» TO DO:
Keep writing the market update on the US sell-off, IAG and UK house prices below, starting after its last sentence.

» TEXT UNDER STUDY:
Interactive Investor

Market movers: US sell-off, IAG, UK house prices

Victoria Scholar, interactive investor's head of investment, runs through today's big stories and how financial markets are reacting. 

European markets have opened the final session of the week down, taking their cues from the sharp sell-off on Wall Street overnight. Earnings continue to be front-and-centre with International Consolidated Airlines (LSE:IAG) slumping 7% to the bottom of the FTSE 100. Only a handful of stocks in the UK index are in the green with BAE Systems (LSE:BA.) as well as the oil majors Shell (LSE:SHEL) and BP (LSE:BP.) outperforming as crude prices push higher.


The Nasdaq slumped 5% on Thursday amid a sell-off across US markets, which saw the tech-heavy index as well as the Dow post their biggest one-day drops since June 2020. US equities staged a sharp reversal after the Fed-driven rally in the previous session, highlighting the current market volatility which saw the VIX jump almost 23% in yesterday’s trade. 

The pain was felt most acutely in the consumer discretionary and tech sectors as the initial relief that Powell wasn’t planning to get more aggressive on interest rates faded. Reality began to set in that inflation and interest rates are both moving in an unfavourable direction for markets, which have been underpinned by cheap money for many years.

» AVAILABLE DATA:
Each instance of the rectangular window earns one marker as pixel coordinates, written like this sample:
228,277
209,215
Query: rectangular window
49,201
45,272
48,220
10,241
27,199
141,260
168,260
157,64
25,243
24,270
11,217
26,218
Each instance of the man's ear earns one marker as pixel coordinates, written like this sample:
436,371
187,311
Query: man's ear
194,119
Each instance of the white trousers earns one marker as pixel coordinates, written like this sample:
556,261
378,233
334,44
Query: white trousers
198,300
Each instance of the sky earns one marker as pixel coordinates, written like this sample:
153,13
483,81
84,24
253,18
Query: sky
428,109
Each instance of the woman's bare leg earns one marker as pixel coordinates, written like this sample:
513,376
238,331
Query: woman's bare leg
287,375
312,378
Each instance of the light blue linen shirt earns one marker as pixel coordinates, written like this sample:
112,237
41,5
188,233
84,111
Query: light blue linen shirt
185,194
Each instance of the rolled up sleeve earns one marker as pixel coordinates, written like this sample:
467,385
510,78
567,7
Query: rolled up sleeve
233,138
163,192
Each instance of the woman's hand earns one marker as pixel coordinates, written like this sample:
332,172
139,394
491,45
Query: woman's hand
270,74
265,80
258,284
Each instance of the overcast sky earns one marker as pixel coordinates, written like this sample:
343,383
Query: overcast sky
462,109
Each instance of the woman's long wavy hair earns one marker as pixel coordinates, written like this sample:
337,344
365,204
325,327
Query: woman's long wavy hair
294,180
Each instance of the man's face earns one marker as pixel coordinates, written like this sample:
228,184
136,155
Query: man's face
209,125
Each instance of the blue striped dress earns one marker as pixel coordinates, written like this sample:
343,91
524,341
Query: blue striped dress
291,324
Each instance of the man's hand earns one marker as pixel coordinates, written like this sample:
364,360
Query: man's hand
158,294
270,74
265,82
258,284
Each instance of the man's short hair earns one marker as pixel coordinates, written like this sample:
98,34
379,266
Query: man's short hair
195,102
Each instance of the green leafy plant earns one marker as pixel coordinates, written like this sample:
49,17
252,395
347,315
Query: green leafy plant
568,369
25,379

» ANSWER TO THIS EXERCISE:
Focus now shifts to the US non-farm payrolls report at lunchtime with Wednesday’s miss on the ADP private employment report potentially paving the way for a softer headline reading. Expectations are for a slight deterioration from 431,000 last month to 391,000 this month while the unemployment rate is expected to improve to 3.5% in April from 3.6% in March as the labour market continues to tighten, another possible inflationary pressure.


British Airways’ parent company IAG reported a first quarter operating loss of €731 million versus €1.07 billion in the same period last year, sending its share sharply lower to the bottom of the FTSE 100. But the group says it expects to turn a profit in the current quarter and in the full year with demand ‘recovering strong in line’ with previous expectations.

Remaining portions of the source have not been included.